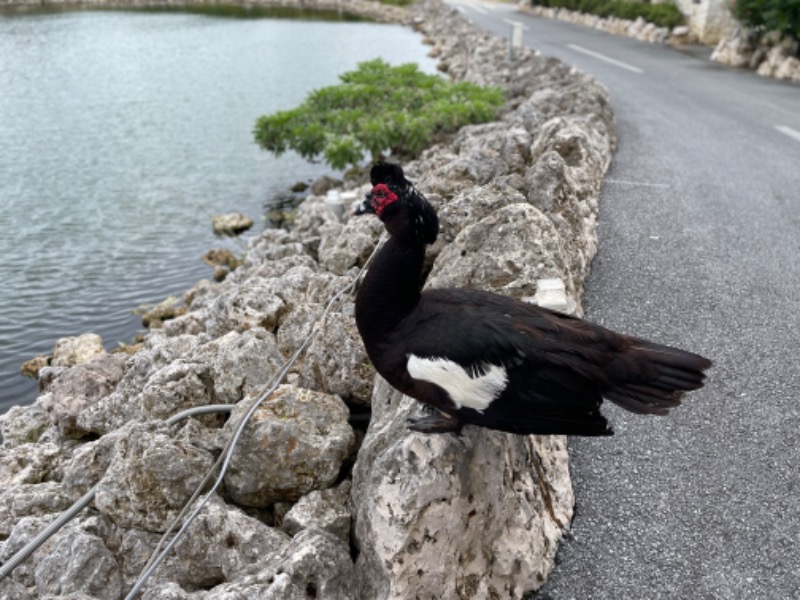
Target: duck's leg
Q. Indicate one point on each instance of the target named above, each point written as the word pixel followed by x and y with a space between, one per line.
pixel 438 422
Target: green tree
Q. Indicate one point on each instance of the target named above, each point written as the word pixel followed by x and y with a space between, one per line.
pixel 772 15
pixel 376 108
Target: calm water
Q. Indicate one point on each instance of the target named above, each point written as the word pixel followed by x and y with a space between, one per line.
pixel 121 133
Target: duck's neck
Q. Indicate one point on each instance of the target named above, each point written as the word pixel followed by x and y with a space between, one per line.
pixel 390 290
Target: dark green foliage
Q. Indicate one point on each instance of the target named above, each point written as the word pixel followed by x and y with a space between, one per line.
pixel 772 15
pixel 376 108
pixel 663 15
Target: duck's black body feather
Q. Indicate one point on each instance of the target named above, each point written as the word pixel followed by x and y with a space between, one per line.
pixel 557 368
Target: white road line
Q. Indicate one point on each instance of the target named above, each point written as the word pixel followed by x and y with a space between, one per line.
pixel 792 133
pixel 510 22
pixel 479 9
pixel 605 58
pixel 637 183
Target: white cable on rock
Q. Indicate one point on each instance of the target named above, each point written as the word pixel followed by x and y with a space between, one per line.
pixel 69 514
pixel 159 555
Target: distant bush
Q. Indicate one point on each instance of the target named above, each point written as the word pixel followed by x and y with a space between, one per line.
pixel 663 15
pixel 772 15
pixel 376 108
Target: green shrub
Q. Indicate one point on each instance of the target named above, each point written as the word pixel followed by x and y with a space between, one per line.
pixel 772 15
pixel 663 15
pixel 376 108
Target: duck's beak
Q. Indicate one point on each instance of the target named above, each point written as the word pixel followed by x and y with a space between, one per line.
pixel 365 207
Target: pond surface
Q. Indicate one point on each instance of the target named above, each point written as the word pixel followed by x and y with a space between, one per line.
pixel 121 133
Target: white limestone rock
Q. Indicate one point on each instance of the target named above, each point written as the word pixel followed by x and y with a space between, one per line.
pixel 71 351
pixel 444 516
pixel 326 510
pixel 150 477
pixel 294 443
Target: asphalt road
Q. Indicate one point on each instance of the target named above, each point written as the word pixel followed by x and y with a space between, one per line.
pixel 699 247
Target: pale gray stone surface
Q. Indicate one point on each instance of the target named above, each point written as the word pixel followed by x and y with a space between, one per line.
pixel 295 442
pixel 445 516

* * *

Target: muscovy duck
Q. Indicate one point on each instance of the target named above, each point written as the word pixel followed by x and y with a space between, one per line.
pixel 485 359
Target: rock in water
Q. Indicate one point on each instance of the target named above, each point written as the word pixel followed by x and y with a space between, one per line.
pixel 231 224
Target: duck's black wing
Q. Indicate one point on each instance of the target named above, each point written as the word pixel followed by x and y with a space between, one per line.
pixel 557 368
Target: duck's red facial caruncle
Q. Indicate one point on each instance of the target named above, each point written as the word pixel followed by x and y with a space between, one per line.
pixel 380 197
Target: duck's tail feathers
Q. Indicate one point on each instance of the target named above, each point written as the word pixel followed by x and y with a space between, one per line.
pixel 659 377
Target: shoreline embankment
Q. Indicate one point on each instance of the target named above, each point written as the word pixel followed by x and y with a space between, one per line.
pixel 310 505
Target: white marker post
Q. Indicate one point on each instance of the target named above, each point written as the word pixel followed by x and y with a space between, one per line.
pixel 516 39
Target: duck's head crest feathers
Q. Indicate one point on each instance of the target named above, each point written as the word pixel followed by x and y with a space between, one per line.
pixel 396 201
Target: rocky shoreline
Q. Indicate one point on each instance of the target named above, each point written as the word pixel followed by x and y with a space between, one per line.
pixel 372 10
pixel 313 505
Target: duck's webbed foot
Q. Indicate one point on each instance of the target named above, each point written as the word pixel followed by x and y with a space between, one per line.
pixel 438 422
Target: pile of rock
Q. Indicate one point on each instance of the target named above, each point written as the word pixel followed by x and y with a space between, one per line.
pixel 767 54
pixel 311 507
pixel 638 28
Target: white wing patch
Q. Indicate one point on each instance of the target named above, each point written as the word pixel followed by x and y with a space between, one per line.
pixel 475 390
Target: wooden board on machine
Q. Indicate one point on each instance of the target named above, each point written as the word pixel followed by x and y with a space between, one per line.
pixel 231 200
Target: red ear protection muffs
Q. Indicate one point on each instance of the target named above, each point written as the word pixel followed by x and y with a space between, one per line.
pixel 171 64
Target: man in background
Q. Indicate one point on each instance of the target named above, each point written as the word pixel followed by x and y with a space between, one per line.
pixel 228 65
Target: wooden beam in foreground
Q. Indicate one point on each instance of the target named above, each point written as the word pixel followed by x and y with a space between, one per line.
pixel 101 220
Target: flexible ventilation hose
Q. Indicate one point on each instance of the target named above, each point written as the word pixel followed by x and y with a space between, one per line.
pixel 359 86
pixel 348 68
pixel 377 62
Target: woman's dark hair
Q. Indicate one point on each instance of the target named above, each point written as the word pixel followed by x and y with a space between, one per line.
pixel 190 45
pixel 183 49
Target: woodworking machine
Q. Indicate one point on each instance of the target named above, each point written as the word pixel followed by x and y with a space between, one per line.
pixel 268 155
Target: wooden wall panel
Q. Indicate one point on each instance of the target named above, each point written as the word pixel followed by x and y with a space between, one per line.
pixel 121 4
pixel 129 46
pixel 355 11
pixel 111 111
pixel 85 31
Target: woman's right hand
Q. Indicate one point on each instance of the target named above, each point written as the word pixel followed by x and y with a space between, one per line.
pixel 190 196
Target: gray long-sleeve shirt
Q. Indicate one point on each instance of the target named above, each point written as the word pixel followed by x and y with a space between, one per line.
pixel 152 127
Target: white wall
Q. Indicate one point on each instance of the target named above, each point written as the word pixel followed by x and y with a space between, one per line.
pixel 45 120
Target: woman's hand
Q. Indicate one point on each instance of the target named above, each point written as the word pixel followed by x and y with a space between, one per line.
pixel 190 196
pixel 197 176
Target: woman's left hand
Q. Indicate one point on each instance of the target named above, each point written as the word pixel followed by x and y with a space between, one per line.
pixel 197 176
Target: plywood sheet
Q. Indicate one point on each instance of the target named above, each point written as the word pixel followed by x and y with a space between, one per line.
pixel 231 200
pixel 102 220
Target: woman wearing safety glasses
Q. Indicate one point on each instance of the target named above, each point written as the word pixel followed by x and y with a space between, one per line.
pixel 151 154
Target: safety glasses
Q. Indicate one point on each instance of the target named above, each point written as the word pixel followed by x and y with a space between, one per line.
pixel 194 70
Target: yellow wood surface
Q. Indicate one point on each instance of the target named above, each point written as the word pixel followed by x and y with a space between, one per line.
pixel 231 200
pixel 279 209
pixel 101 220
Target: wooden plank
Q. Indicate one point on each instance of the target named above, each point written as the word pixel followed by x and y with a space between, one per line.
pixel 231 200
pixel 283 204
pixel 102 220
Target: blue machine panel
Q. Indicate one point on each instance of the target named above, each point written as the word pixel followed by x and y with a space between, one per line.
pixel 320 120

■ **YOUR GOAL**: Exactly the lines above from the one with "Target: rocky shoreline" to the one with "Target: white wing patch", both included, are to be quoted; leave the rest out.

■ **SOLVED EXERCISE**:
Target: rocky shoreline
Q. Indicate one point on each instance of the target named above, each point written as the word pixel followed by x and y with a space between, one per line.
pixel 372 10
pixel 313 505
Target: duck's webbed foot
Q. Indicate one point on each instance of the target named above, each point written as the word pixel followed by x and y with a space between, one per line.
pixel 438 422
Target: pile of rock
Q. Indicate one point on each instance of the target named above, each point written as the word pixel followed by x and y with a space between, one per line.
pixel 767 54
pixel 311 507
pixel 638 28
Target: white wing patch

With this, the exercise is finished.